# Material
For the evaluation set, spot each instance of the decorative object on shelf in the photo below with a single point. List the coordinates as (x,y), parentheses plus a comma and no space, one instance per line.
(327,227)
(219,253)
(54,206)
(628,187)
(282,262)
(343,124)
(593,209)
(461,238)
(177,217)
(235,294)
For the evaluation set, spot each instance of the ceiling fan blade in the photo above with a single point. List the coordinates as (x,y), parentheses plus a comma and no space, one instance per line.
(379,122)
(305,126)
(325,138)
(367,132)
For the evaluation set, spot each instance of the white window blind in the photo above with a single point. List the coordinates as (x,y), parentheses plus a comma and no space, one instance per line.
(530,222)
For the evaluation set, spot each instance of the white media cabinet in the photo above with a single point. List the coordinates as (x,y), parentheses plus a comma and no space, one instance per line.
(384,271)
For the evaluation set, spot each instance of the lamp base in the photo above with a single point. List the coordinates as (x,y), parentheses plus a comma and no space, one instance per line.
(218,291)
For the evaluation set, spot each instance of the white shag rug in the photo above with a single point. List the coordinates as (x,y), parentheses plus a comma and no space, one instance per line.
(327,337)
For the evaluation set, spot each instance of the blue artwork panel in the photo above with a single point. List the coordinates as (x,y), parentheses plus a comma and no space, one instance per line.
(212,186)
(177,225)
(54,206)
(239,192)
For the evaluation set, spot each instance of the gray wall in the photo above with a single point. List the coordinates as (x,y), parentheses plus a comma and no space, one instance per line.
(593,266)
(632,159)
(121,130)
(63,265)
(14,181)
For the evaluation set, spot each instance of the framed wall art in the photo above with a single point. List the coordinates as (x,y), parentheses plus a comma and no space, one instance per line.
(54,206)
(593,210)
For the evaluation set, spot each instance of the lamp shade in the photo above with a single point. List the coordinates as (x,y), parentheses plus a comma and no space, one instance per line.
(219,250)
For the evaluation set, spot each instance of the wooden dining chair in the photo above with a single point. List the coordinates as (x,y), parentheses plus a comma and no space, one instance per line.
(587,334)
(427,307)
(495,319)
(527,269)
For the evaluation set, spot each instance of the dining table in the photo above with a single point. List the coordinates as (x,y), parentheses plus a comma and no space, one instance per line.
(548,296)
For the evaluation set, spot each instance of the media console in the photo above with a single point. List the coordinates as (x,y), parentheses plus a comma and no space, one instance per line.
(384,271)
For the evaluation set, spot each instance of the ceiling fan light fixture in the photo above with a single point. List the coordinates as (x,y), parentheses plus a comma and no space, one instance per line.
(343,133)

# Auftrag
Gib bitte den Abschnitt, der mit der Zeile mit „For the evaluation set, spot each instance of the media" beginnt und bis zur letzten Zeile reicht, noch einmal aus und tausche darin „ceiling fan light fixture" gegen „ceiling lamp". Alles andere bleibt unverändert.

# Richtiges Ergebnis
For the evaluation set, spot each instance of the media console in the photo above with a single point. List the coordinates as (x,y), parentheses plus a comma and no space, one instance per line.
(384,271)
For the evaluation set, spot each instance of the ceiling lamp in the photo above with a single point. List the coordinates as (x,y), parentheses plus a comma and no space, one instance per line.
(343,133)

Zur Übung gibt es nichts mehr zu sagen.